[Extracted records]
━━━━

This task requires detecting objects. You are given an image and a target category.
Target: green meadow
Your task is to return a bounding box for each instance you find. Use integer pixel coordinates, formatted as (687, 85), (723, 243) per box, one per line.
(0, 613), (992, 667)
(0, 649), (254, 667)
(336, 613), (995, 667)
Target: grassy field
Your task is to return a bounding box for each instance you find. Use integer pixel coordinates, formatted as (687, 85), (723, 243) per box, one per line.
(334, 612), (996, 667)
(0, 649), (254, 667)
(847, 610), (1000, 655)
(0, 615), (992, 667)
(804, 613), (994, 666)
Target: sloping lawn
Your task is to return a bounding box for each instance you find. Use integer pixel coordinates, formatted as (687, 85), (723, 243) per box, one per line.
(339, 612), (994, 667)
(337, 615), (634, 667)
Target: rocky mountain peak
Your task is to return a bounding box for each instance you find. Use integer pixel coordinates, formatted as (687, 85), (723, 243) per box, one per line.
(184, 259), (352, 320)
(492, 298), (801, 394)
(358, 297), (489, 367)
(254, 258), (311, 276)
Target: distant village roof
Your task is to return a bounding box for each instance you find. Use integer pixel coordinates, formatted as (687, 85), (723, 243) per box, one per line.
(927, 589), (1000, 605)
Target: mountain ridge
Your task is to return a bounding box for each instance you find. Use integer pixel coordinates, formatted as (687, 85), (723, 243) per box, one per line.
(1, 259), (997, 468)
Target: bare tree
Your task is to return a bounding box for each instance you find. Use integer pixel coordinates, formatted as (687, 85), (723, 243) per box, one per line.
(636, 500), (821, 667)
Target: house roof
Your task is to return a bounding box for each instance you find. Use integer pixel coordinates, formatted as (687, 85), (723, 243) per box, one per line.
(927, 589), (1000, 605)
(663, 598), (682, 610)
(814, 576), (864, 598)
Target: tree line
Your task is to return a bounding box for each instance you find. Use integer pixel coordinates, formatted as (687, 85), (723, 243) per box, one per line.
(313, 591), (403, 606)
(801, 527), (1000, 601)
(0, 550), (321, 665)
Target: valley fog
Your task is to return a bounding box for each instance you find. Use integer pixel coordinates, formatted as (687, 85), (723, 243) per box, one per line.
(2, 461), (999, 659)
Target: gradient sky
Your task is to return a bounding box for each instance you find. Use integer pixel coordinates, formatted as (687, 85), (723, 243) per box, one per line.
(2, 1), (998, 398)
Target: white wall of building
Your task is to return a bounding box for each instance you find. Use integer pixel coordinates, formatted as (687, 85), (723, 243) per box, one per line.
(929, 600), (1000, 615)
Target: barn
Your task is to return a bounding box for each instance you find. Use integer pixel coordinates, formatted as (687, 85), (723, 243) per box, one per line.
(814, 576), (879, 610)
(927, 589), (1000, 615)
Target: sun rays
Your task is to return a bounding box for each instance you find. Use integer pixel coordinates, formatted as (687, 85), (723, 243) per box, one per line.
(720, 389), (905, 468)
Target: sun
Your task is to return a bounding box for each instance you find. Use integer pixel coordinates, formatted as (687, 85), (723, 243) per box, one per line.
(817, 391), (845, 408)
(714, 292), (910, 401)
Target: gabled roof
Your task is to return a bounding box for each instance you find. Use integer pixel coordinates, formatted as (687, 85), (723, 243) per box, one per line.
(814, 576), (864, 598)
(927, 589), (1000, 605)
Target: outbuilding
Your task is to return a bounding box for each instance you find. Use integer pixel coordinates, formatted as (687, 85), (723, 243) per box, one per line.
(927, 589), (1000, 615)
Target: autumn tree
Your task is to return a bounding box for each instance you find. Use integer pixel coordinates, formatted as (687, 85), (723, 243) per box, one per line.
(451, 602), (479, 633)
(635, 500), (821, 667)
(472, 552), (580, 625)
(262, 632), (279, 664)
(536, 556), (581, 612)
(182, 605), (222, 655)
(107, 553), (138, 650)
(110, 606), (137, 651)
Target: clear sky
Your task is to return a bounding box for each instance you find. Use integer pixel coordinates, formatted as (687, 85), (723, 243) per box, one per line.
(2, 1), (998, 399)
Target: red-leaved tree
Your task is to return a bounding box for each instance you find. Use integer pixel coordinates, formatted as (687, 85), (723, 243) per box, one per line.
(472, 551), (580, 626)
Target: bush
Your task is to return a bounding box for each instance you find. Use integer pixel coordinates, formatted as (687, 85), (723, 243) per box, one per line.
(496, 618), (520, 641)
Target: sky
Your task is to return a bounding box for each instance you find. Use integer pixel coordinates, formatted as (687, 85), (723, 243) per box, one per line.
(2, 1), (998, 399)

━━━━

- Activity:
Each line in the data that holds the string "mountain" needs to be copied.

- Answer section:
Target: rocky mountain peak
Target: mountain ridge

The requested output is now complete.